--- DO THIS ---
Reproduce every item below verbatim, line for line, with nothing changed.
start
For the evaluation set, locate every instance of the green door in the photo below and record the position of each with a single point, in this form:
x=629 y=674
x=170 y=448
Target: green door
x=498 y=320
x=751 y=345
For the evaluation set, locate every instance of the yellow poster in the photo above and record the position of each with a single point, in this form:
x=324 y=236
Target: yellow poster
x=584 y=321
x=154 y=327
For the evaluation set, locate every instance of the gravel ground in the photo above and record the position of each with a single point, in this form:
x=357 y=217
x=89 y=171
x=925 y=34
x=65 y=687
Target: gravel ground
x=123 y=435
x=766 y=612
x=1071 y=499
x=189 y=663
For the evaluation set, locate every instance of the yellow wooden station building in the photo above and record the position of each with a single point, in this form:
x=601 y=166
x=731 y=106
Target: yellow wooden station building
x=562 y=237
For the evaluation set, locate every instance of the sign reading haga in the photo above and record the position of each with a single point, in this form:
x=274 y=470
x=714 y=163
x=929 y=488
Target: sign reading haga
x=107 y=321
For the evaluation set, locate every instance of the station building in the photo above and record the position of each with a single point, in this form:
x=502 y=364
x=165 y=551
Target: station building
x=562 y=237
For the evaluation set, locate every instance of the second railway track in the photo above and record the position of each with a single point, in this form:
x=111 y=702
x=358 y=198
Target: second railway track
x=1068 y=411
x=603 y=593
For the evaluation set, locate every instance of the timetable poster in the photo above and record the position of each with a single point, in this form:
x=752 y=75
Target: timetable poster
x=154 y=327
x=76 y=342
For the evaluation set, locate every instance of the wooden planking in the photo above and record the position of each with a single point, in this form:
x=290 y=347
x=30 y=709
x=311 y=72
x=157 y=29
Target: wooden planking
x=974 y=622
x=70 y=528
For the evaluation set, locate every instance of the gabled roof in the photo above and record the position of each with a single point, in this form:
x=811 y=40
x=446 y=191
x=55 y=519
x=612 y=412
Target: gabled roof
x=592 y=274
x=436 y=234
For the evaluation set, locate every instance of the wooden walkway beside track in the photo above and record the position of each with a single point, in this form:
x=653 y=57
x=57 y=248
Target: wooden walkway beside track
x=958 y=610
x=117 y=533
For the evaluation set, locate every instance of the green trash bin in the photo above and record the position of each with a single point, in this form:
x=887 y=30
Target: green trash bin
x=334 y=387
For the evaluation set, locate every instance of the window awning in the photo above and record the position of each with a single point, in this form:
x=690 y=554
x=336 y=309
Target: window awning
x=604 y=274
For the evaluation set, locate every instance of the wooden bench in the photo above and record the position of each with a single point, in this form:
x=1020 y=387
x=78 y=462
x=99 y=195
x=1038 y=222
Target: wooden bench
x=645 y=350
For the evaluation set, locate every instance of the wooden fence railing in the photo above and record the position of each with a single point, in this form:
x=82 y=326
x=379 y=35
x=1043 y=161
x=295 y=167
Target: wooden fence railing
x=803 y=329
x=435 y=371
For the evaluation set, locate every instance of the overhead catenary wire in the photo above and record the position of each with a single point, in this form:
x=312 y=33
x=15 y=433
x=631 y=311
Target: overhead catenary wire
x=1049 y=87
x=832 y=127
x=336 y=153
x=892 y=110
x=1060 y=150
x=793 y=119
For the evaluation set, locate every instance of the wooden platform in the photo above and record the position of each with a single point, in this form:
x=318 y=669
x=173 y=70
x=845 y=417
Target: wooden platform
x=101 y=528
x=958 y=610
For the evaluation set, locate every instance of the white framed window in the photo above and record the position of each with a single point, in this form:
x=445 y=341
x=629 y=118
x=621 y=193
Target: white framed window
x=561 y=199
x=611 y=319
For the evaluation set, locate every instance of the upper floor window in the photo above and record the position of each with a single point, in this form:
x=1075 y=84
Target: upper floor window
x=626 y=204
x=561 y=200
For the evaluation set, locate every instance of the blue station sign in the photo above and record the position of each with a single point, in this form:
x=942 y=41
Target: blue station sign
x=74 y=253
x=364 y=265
end
--- RIGHT ANSWER ---
For the evaluation set, locate every instance of the green door in the photo below and record the position of each with a single point, in this form:
x=629 y=674
x=170 y=448
Target: green door
x=498 y=320
x=751 y=345
For the evaluation set, locate every instance of the yellow poster in the photo above and record the position of each with a single point, in this form:
x=324 y=236
Target: yellow poster
x=584 y=321
x=154 y=327
For the evaluation set, locate every instance of the gravel ground in the photo above and record the position of each with a single point, in this form:
x=357 y=217
x=89 y=171
x=925 y=34
x=65 y=687
Target: gravel ground
x=123 y=435
x=766 y=612
x=1071 y=499
x=189 y=663
For the evaluation set, locate every instance of the yellow wooden station building in the photo above and record the position of each with a single point, in this form:
x=601 y=166
x=731 y=106
Target: yellow wooden station building
x=562 y=237
For the evaluation set, locate every instance of the sign reading haga in the photo above and record the position of each with a single point, in this form:
x=274 y=470
x=714 y=163
x=929 y=488
Target: sign reading haga
x=107 y=321
For the evaluation set, locate every instance of the station building in the photo above and record the position of each with a single point, in this form:
x=502 y=364
x=165 y=551
Target: station building
x=562 y=237
For the evaluation set, locate every instance of the second railway track in the photo above and record the position of each with a single point, in this form:
x=111 y=702
x=358 y=198
Target: second railway track
x=1068 y=411
x=603 y=593
For the evaluation set, locate every instance of the timetable poster in the photo above and record the position of each with a single point, in this form:
x=752 y=75
Target: timetable poster
x=154 y=327
x=76 y=342
For the evaluation set, locate every instance of the wooden planking in the photo above and record the position of each with a single point, in this form:
x=290 y=347
x=30 y=709
x=311 y=72
x=157 y=29
Target: wooden planking
x=974 y=622
x=70 y=528
For the evaluation set, locate every instance of the gabled roof in the photo above and record the position of each with a single point, in this form:
x=811 y=40
x=446 y=191
x=55 y=519
x=612 y=412
Target: gabled roof
x=592 y=274
x=436 y=234
For the evaluation set, locate every instance of the wooden walkway beside track in the photo above and record the position of each with a single point, in this form:
x=653 y=57
x=57 y=248
Target: wooden walkway beside track
x=958 y=610
x=117 y=533
For the evaluation set, locate every instance of the green trash bin in the photo above and record the position of each with a single point, in this form:
x=887 y=30
Target: green trash bin
x=334 y=387
For the evaluation set, locate every instance of the window awning in the photo above and record the position of each with a single point, in this form:
x=690 y=554
x=336 y=309
Target: window awning
x=604 y=274
For the evaluation set, locate every instance of the wooden bench in the photo above and record the position of each with a single point, in this form:
x=1020 y=387
x=78 y=462
x=99 y=195
x=1038 y=222
Target: wooden bench
x=645 y=350
For the evaluation set, locate every instance of the wooden fence railing in the photo above and record the position of each with a single point, in this form:
x=82 y=326
x=379 y=35
x=1043 y=161
x=295 y=167
Target: wooden fence railing
x=803 y=329
x=435 y=371
For the evaluation set, locate every instance of the overhead catenary wire in the photo above and record the position of each with a single point, in this form:
x=312 y=33
x=15 y=433
x=631 y=311
Target: overhead catenary wire
x=1049 y=87
x=832 y=127
x=336 y=153
x=892 y=110
x=1060 y=150
x=793 y=119
For the evaluation set, locate every instance of the wooden platform in the photo above and record the position of each with a single point, in this form:
x=318 y=669
x=173 y=70
x=845 y=417
Target: wooden platform
x=101 y=528
x=958 y=610
For the evaluation set, locate every instance of the white framed window in the photo above and record the position of each with a single point, in this form:
x=445 y=341
x=629 y=118
x=621 y=193
Target: white framed window
x=561 y=199
x=611 y=319
For the evaluation set, locate every instance of the upper floor window in the photo above and record the position of each with a single point, in this form:
x=1075 y=84
Target: upper floor window
x=626 y=204
x=561 y=200
For the evaluation set, locate every instance of the blue station sign in the photo above and record the position of each with a single point, in this form:
x=942 y=41
Target: blue station sign
x=74 y=253
x=364 y=265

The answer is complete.